--- Your instructions ---
Reproduce all records verbatim.

+---+

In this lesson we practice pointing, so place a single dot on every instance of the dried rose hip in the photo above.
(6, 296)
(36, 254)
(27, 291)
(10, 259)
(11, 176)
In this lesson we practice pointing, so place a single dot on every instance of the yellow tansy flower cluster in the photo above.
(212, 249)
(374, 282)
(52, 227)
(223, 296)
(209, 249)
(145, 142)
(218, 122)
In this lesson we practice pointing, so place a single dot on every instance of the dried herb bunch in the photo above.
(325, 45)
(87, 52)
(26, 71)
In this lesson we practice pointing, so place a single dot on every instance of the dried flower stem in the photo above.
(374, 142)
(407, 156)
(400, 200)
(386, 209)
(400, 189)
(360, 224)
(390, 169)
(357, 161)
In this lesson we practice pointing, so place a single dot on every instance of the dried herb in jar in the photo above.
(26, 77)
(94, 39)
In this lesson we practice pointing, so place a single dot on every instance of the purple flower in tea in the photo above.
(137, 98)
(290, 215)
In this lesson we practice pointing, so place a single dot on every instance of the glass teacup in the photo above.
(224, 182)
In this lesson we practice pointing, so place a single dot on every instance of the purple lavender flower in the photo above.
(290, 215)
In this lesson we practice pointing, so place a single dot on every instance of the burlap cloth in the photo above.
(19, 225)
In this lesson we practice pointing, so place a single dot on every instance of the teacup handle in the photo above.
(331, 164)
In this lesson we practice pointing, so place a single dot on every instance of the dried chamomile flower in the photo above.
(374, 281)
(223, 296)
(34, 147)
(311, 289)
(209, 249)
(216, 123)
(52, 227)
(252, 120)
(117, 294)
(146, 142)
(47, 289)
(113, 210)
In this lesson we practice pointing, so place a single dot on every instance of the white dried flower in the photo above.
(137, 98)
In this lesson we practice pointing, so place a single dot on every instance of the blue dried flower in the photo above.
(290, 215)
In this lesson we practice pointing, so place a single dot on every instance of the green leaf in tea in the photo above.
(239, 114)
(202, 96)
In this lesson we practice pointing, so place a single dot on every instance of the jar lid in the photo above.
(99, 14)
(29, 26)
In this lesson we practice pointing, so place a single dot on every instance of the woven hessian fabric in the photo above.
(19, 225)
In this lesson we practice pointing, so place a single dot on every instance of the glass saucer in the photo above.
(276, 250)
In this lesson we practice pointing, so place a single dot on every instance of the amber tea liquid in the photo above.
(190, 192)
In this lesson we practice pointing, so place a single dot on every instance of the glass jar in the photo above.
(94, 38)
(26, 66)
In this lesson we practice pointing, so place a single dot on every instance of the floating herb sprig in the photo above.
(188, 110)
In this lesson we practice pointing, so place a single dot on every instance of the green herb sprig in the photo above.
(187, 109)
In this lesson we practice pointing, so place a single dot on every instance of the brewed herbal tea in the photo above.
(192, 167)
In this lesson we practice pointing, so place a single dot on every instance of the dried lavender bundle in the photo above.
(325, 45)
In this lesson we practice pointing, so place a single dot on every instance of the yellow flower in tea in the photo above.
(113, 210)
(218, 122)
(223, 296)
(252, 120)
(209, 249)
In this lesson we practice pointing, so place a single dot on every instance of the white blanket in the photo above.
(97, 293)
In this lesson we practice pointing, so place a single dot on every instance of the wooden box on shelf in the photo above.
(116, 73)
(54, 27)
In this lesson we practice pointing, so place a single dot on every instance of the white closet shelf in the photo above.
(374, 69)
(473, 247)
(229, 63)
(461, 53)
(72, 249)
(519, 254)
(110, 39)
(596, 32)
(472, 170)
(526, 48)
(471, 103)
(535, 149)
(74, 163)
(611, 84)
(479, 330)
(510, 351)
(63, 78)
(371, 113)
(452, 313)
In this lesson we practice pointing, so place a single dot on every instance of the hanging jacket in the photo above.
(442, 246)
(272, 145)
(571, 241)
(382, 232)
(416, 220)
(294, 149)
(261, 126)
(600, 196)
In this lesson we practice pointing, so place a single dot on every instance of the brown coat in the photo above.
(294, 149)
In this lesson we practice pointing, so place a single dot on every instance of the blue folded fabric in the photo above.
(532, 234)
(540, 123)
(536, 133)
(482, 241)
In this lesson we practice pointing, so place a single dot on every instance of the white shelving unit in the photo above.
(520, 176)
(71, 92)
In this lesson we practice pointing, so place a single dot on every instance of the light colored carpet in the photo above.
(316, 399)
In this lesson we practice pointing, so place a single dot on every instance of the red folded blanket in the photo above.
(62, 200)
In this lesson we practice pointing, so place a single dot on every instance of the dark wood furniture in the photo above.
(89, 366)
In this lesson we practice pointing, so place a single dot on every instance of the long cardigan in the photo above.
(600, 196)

+---+

--- Finished answer ---
In this lesson we practice pointing, so place a single dot on every instance of the dried rose hip in the photo above.
(6, 296)
(36, 254)
(27, 291)
(10, 259)
(11, 176)
In this lesson we practice pointing, so place a single dot on every instance of the yellow tansy flower cluster in the photo above.
(212, 249)
(374, 282)
(52, 227)
(223, 296)
(209, 249)
(145, 142)
(218, 122)
In this lesson we practice pointing, so place a single dot on every instance of the dried herb bunch in the photo above.
(325, 45)
(87, 52)
(26, 71)
In this lesson we practice pointing, so place a single dot on every instance of the dried flower stem in the photo above.
(374, 142)
(407, 156)
(400, 200)
(386, 209)
(400, 189)
(360, 224)
(390, 169)
(357, 161)
In this lesson we practice pointing, so place a single dot on every instance of the dried herb in jar in the photo above.
(26, 77)
(94, 39)
In this lesson we practice pointing, so place a single dot on every instance of the purple flower in tea in the photo above.
(137, 98)
(290, 215)
In this lesson we practice pointing, so place a single dot on every instance of the glass teacup in the photo above.
(224, 182)
In this lesson we practice pointing, so place a single dot on every instance of the purple lavender flower in the photo above.
(290, 215)
In this lesson we practice pointing, so place a single dot on every instance of the burlap cloth in the photo above.
(19, 225)
In this lesson we practice pointing, so place a single dot on every instance of the teacup handle in the photo above.
(331, 164)
In this lesson we practice pointing, so place a single dot on every instance of the dried chamomile flower in the photo above.
(374, 281)
(223, 296)
(34, 147)
(311, 289)
(209, 249)
(216, 123)
(52, 227)
(252, 120)
(117, 294)
(146, 142)
(47, 289)
(113, 210)
In this lesson we practice pointing, so place a single dot on every instance of the white dried flower in the photo above.
(137, 98)
In this lesson we practice pointing, so place a single dot on every instance of the blue dried flower in the photo above.
(290, 215)
In this lesson we practice pointing, so place a single dot on every instance of the green leaf in tea in the photo above.
(239, 114)
(202, 96)
In this lesson we practice pointing, so place a single dot on every instance of the jar lid in the photo above.
(99, 14)
(29, 26)
In this lesson we practice pointing, so place a single dot on every instance of the woven hessian fabric in the photo above.
(19, 225)
In this lesson we practice pointing, so place a single dot on every instance of the glass saucer in the photo above.
(276, 250)
In this lesson we practice pointing, so place a single dot on every instance of the amber tea liquid in the photo above.
(190, 192)
In this lesson we practice pointing, so place a single dot on every instance of the glass jar in the photo above.
(94, 38)
(26, 66)
In this lesson we practice pointing, so place a single dot on every instance of the floating herb sprig in the photo above.
(188, 110)
In this lesson we practice pointing, so place a single dot on every instance of the green herb sprig in the photo above.
(187, 109)
In this lesson we practice pointing, so place a single dot on every instance of the brewed herbal tea in the photo above.
(192, 167)
In this lesson we practice pointing, so place a single dot on every instance of the dried lavender bundle in the photo above.
(325, 45)
In this lesson we practice pointing, so place a single dot on every instance of the yellow flower in tea in the photo above.
(113, 210)
(218, 122)
(223, 296)
(252, 120)
(209, 249)
In this lesson we practice pointing, so place a single dot on every instance of the white blanket in the photo above.
(97, 293)
In this lesson we practice pointing, so place a single dot on every instance of the wooden box on shelf in the photo above.
(116, 73)
(54, 27)
In this lesson we practice pointing, so place a single dot on every instance of the white closet shelf in the photo above.
(374, 69)
(473, 247)
(229, 63)
(461, 53)
(72, 249)
(519, 254)
(110, 39)
(596, 32)
(472, 170)
(526, 48)
(471, 103)
(535, 149)
(74, 163)
(611, 84)
(479, 330)
(510, 351)
(63, 78)
(371, 113)
(452, 313)
In this lesson we practice pointing, so place a single dot on every instance of the hanging jacket in the photo above.
(442, 246)
(272, 145)
(571, 241)
(382, 232)
(416, 220)
(294, 149)
(261, 126)
(600, 196)
In this lesson we practice pointing, so place a single dot on every instance of the brown coat in the photo above.
(294, 149)
In this lesson we practice pointing, so place a single dot on every instance of the blue folded fabric in the photo above.
(532, 234)
(540, 123)
(536, 133)
(482, 241)
In this lesson we practice pointing, so place a single dot on every instance of the white shelving unit in the photo above.
(520, 176)
(71, 92)
In this lesson we practice pointing, so place a single dot on every instance of the light colored carpet in the photo above.
(316, 399)
In this lesson we practice pointing, so place a single dot on every instance of the red folded blanket in the photo above.
(62, 200)
In this lesson we practice pointing, so place a single dot on every instance of the dark wood furniture in the photo above.
(89, 366)
In this lesson we practice pointing, so place a single dot on every instance of the long cardigan in the photo above.
(600, 196)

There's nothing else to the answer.